:: EXCERPT PROVIDED ::
•••

With that, we'll turn the call back to the operator for questions.

speaker
Paul

Thank you. Ladies and gentlemen, we will now begin the question and answer session.

speaker
Operator

If you have a question, please press the star followed by the one on your touchtone phone. You will hear a three-tone prompt acknowledging your request. Questions will be taken in the order received. Should you wish to cancel your request, please press the star followed by the two. If you are using a speakerphone, please lift the handset before pressing any case. Once again, that is star one should you wish to ask a question. And your first question is from Hamir Patel from CIBC. Please ask your question.

speaker
Hamir Patel

Hi. Good morning. Ray, I saw the Henderson startup looks like it's pushed out to two quarters. Can you speak to some of the other projects that you might have over the next couple of years? I know you did Opelika and Henderson, but I'm assuming there's some other ones that are to follow and what sort of – you know, scale we could expect in terms of production growth.

speaker
Wes Fraser 's

Well, good morning, Hamir, and good question. And I'll maybe get Sean to tap in on the end of this one. But before I do that, I think one point I want to make on Henderson is, I mean, we're, and all of our capital, it is what I would call full steam ahead. The only thing that slows us down today is really supply chain issues. Um, and, uh, and look, we, um, and so that's the only reason for the, uh, the slight delay. And, uh, we're, we're, uh, we're pretty excited about, um, getting through and seeing that mill start up, you know, with respect to, you know, I'm, I'm not sure exactly what we've given in guidance. You know, what I would say is, you know, we, you know, we're continuing to make progress on our, on, on, uh, significant progress on our, on our platform, U.S. lumber platform. But we still do have a few more what I would call excellent projects that we have in the queue. I don't think we've given a lot of detail on that, but I kind of look at these are ones that we're going to be very excited to announce them and bring them forward when that time is right and looking forward to having those conversations. When we think about our future in the U.S. South, it's one where we see much opportunity to improve what we have, both by lowering costs and by growing our footprint. But Sean, anything you want to add to that?

•••

:: AIM ::
Print the call transcript above in full, word for word, with no changes.

•••

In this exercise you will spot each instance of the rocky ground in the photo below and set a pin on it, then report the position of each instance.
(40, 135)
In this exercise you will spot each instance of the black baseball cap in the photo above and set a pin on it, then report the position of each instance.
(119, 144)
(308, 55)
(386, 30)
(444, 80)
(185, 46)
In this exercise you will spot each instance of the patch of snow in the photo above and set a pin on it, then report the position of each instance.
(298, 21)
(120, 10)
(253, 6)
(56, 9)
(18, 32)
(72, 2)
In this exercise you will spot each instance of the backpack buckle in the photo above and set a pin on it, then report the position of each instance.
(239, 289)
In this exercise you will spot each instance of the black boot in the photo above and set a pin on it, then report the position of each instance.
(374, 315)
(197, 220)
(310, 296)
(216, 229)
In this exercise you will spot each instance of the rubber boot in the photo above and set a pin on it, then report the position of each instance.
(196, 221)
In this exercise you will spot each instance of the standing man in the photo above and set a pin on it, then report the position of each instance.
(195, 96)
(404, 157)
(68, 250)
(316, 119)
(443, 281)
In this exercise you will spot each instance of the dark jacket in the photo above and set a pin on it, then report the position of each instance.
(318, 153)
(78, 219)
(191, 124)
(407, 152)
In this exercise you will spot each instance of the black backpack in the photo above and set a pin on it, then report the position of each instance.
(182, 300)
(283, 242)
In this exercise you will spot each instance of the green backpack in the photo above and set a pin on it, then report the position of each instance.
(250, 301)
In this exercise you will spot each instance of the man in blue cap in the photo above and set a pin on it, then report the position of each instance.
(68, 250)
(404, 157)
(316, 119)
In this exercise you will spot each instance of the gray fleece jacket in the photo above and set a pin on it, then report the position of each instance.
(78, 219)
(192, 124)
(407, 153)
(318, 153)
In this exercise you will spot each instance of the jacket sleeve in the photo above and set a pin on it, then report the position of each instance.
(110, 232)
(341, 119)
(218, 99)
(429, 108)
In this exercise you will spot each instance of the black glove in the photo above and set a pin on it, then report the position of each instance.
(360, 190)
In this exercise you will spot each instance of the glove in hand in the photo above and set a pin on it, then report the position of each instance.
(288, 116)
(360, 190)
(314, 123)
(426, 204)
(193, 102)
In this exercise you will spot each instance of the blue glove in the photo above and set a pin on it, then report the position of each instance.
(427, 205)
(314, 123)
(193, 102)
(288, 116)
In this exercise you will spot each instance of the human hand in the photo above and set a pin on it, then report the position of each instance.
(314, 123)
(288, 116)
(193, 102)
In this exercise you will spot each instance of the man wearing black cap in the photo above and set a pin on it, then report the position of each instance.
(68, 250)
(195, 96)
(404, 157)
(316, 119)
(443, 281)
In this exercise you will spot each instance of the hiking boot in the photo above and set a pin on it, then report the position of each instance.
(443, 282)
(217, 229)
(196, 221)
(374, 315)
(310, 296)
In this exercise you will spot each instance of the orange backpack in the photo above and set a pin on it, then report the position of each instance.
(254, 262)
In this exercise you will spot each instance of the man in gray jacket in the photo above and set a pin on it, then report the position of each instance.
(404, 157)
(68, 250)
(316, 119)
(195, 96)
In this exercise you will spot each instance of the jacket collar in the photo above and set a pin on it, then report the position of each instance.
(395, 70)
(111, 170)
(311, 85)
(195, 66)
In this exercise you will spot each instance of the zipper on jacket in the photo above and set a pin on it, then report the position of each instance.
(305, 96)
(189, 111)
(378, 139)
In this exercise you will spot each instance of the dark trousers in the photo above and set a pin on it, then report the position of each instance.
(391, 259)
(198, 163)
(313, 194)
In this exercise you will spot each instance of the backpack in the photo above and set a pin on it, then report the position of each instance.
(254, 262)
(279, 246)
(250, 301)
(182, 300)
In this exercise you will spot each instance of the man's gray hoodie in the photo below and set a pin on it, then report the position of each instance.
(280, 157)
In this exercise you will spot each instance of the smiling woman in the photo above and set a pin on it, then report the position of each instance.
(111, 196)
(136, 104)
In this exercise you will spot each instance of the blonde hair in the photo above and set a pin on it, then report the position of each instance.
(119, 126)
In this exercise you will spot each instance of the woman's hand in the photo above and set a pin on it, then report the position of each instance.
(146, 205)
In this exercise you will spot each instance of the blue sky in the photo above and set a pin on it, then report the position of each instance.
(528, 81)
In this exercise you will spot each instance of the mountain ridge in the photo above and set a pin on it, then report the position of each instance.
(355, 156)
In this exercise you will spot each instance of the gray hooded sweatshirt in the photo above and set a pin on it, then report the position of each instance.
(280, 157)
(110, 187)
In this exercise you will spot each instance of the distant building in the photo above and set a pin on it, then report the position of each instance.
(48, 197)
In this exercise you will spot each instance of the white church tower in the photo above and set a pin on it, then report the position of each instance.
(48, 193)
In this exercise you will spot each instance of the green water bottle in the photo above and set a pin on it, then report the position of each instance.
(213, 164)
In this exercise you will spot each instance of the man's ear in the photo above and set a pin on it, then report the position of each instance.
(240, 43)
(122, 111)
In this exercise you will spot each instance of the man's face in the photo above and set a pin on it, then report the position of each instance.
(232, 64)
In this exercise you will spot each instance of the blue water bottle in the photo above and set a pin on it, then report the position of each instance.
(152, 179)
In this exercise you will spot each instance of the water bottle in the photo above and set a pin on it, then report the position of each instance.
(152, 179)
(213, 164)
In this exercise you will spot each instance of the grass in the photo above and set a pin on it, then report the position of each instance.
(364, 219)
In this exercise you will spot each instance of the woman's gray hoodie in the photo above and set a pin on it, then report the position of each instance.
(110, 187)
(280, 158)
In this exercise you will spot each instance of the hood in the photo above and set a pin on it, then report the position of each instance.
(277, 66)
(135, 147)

•••

:: OUTPUT ::
With that, we'll turn the call back to the operator for questions.

speaker
Paul

Thank you. Ladies and gentlemen, we will now begin the question and answer session.

speaker
Operator

If you have a question, please press the star followed by the one on your touchtone phone. You will hear a three-tone prompt acknowledging your request. Questions will be taken in the order received. Should you wish to cancel your request, please press the star followed by the two. If you are using a speakerphone, please lift the handset before pressing any case. Once again, that is star one should you wish to ask a question. And your first question is from Hamir Patel from CIBC. Please ask your question.

speaker
Hamir Patel

Hi. Good morning. Ray, I saw the Henderson startup looks like it's pushed out to two quarters. Can you speak to some of the other projects that you might have over the next couple of years? I know you did Opelika and Henderson, but I'm assuming there's some other ones that are to follow and what sort of – you know, scale we could expect in terms of production growth.

speaker
Wes Fraser 's

Well, good morning, Hamir, and good question. And I'll maybe get Sean to tap in on the end of this one. But before I do that, I think one point I want to make on Henderson is, I mean, we're, and all of our capital, it is what I would call full steam ahead. The only thing that slows us down today is really supply chain issues. Um, and, uh, and look, we, um, and so that's the only reason for the, uh, the slight delay. And, uh, we're, we're, uh, we're pretty excited about, um, getting through and seeing that mill start up, you know, with respect to, you know, I'm, I'm not sure exactly what we've given in guidance. You know, what I would say is, you know, we, you know, we're continuing to make progress on our, on, on, uh, significant progress on our, on our platform, U.S. lumber platform. But we still do have a few more what I would call excellent projects that we have in the queue. I don't think we've given a lot of detail on that, but I kind of look at these are ones that we're going to be very excited to announce them and bring them forward when that time is right and looking forward to having those conversations. When we think about our future in the U.S. South, it's one where we see much opportunity to improve what we have, both by lowering costs and by growing our footprint. But Sean, anything you want to add to that?